→ **Data section**:
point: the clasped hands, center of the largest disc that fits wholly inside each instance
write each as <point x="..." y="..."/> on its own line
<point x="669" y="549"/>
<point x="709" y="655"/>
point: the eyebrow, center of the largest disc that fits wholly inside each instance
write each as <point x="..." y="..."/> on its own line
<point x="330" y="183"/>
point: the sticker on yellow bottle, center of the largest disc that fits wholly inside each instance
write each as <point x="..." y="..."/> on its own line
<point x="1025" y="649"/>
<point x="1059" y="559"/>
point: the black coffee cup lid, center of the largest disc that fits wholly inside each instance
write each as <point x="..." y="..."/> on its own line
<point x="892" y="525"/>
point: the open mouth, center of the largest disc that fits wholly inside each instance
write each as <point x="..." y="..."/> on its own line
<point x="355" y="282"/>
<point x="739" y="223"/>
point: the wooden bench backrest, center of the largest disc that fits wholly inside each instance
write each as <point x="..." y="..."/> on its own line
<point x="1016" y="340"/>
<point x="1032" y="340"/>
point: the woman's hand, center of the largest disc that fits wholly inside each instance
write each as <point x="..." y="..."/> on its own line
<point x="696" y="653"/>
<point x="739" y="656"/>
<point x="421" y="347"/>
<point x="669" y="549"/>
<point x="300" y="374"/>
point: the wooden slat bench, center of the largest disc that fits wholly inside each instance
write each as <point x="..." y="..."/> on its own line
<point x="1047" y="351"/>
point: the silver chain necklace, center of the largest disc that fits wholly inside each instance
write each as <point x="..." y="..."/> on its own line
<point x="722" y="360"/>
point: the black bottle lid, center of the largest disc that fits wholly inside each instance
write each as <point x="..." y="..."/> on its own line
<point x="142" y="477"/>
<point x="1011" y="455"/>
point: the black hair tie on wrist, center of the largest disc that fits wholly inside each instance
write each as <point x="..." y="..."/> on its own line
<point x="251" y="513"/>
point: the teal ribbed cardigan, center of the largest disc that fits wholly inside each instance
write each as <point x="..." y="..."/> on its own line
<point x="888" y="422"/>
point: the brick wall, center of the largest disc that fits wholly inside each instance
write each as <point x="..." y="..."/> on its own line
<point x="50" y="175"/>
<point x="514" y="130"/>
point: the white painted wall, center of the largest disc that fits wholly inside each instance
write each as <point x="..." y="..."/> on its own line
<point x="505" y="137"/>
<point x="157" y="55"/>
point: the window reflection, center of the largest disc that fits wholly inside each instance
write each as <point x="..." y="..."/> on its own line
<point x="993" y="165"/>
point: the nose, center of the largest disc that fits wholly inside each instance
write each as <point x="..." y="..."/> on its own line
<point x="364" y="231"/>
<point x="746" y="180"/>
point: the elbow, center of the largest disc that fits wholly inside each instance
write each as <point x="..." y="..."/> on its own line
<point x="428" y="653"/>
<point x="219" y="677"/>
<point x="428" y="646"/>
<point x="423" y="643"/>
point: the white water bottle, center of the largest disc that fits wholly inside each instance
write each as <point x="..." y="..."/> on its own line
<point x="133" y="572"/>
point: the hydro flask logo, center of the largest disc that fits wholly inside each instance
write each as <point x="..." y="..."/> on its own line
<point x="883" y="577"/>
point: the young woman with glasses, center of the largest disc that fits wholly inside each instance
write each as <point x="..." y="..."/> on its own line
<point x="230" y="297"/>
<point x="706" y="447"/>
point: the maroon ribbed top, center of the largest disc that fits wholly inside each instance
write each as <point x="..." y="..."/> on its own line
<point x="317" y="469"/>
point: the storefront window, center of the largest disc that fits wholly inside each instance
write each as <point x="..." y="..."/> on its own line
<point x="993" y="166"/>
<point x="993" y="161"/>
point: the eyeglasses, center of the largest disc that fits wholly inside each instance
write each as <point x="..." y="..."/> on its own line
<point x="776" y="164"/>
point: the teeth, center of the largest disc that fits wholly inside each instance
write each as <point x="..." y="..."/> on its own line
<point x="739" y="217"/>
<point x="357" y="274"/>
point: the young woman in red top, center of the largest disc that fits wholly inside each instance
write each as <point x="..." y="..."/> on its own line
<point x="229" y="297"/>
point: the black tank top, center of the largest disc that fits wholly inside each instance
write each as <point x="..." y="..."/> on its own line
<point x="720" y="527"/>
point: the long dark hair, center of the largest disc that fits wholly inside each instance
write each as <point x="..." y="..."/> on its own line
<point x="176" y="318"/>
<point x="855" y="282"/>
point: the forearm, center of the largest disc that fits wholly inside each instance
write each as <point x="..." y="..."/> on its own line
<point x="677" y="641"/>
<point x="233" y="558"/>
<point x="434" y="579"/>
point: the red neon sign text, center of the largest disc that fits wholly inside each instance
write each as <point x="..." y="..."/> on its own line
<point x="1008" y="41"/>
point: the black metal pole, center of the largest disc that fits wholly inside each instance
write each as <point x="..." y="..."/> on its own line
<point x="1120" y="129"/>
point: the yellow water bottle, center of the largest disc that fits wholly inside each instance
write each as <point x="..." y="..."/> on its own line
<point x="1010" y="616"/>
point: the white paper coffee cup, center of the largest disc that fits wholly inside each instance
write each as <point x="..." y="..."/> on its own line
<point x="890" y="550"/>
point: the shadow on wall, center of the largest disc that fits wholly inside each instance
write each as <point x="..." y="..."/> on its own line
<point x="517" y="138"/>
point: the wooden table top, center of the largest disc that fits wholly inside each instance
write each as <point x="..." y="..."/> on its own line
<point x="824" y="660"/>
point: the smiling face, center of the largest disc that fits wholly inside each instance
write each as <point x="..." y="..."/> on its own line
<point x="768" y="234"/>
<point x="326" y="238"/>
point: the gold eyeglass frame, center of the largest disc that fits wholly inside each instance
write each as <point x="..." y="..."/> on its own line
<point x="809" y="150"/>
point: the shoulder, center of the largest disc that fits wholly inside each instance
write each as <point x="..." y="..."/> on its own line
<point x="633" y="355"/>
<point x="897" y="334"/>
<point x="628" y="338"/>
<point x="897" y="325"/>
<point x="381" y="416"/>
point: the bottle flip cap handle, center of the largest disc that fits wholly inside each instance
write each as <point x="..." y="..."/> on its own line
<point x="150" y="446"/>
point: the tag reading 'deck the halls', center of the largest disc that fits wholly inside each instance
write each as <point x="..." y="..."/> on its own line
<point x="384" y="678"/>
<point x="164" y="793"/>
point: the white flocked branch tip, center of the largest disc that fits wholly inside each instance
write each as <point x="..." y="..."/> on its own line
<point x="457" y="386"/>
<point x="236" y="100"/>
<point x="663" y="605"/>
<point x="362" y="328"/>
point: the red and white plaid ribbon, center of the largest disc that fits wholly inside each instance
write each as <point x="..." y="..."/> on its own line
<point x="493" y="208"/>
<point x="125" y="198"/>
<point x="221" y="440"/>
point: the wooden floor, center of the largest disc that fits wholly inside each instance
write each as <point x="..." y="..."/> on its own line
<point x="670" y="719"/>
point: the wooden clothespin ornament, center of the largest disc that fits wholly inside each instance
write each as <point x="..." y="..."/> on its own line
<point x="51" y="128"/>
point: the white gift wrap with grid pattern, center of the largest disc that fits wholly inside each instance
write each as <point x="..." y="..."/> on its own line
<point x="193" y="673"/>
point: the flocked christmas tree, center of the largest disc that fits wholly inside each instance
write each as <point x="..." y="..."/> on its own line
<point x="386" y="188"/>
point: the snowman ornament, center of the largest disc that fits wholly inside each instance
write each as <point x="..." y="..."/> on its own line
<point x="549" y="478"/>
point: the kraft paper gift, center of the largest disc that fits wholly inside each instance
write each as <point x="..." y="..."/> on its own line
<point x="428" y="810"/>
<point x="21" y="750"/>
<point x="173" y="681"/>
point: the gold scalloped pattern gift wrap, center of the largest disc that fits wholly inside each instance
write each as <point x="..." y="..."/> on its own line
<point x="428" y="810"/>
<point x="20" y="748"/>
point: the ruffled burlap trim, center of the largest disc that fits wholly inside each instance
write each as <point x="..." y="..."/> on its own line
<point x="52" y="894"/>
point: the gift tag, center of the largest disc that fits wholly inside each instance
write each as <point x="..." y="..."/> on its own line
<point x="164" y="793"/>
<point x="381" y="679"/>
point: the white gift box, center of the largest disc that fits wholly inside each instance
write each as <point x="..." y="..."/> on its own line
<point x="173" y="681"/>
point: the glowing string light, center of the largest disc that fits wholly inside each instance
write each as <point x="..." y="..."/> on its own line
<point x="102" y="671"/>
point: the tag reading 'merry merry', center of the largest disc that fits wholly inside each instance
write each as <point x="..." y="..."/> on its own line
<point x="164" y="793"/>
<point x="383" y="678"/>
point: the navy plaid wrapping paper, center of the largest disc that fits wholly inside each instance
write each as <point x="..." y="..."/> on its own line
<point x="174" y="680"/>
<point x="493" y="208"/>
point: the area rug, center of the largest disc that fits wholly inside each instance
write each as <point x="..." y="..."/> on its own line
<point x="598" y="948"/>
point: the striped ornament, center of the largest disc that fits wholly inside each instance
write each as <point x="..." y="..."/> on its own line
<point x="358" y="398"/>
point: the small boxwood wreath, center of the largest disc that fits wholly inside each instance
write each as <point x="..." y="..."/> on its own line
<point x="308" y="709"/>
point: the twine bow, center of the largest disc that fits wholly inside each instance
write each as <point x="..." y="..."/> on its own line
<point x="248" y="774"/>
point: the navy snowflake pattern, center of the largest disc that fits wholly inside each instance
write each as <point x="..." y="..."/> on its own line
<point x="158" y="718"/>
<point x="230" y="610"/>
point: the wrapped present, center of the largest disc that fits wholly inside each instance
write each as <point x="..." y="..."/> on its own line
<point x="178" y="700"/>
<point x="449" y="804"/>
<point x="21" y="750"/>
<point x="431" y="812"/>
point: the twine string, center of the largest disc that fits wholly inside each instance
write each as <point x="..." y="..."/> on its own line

→ **Given instruction**:
Copy the listing word for word, from the line with "point: the twine string, center" through the end of the listing.

→ **Answer to the task**:
point: the twine string, center of the largest disc that fits wholly inside each instance
write each as <point x="..." y="..."/> on its own line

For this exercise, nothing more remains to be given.